▶ _DIRECTIONS_: Find the lines in these entries that include the word "misty" and state how many there are, with no other words.

▶ _INPUT MATERIAL_:
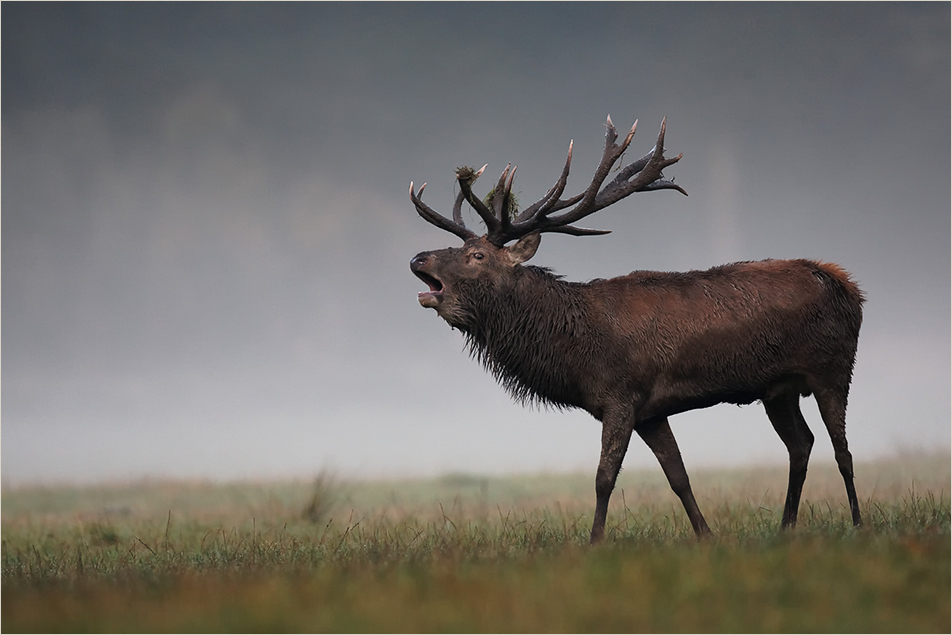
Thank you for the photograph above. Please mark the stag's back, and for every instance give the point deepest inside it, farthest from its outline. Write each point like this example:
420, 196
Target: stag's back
733, 332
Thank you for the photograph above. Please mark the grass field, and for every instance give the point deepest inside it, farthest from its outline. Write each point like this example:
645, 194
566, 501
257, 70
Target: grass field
471, 553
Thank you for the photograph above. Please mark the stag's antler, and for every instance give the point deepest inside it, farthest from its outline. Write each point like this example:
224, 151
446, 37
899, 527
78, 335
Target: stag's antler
638, 176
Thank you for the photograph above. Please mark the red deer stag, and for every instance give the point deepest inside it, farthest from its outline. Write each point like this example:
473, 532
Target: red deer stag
636, 349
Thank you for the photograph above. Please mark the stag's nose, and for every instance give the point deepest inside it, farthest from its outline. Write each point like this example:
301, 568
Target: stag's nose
418, 261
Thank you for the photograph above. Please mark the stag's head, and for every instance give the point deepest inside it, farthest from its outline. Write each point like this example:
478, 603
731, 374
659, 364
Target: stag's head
455, 276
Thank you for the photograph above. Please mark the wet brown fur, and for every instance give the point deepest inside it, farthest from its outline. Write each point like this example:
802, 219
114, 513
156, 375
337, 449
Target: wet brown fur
636, 349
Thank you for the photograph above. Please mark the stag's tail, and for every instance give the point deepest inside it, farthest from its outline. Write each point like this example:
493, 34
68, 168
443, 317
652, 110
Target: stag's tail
838, 276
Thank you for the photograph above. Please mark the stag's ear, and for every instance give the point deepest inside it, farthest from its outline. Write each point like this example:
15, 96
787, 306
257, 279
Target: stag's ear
524, 248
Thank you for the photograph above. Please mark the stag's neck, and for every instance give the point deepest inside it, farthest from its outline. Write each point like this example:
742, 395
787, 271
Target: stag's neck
529, 336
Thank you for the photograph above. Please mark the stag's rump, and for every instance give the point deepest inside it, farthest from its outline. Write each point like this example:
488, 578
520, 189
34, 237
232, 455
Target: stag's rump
736, 332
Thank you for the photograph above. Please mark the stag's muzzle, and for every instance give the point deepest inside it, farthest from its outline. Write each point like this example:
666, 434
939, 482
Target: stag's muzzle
432, 298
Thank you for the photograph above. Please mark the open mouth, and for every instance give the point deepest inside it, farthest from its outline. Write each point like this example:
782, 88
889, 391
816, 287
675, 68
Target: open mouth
432, 297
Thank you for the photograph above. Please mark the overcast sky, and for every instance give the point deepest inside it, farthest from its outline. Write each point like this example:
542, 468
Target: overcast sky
206, 230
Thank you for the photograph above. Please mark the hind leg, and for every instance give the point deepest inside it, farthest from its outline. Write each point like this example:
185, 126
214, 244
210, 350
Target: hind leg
784, 413
832, 404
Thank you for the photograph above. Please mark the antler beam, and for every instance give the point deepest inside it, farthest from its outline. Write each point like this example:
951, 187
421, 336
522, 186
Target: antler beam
644, 174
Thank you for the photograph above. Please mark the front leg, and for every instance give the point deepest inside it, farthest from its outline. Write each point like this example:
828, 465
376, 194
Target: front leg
617, 424
657, 434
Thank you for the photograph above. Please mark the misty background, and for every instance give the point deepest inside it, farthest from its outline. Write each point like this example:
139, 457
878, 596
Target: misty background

▶ _YOUR SOLUTION_: 2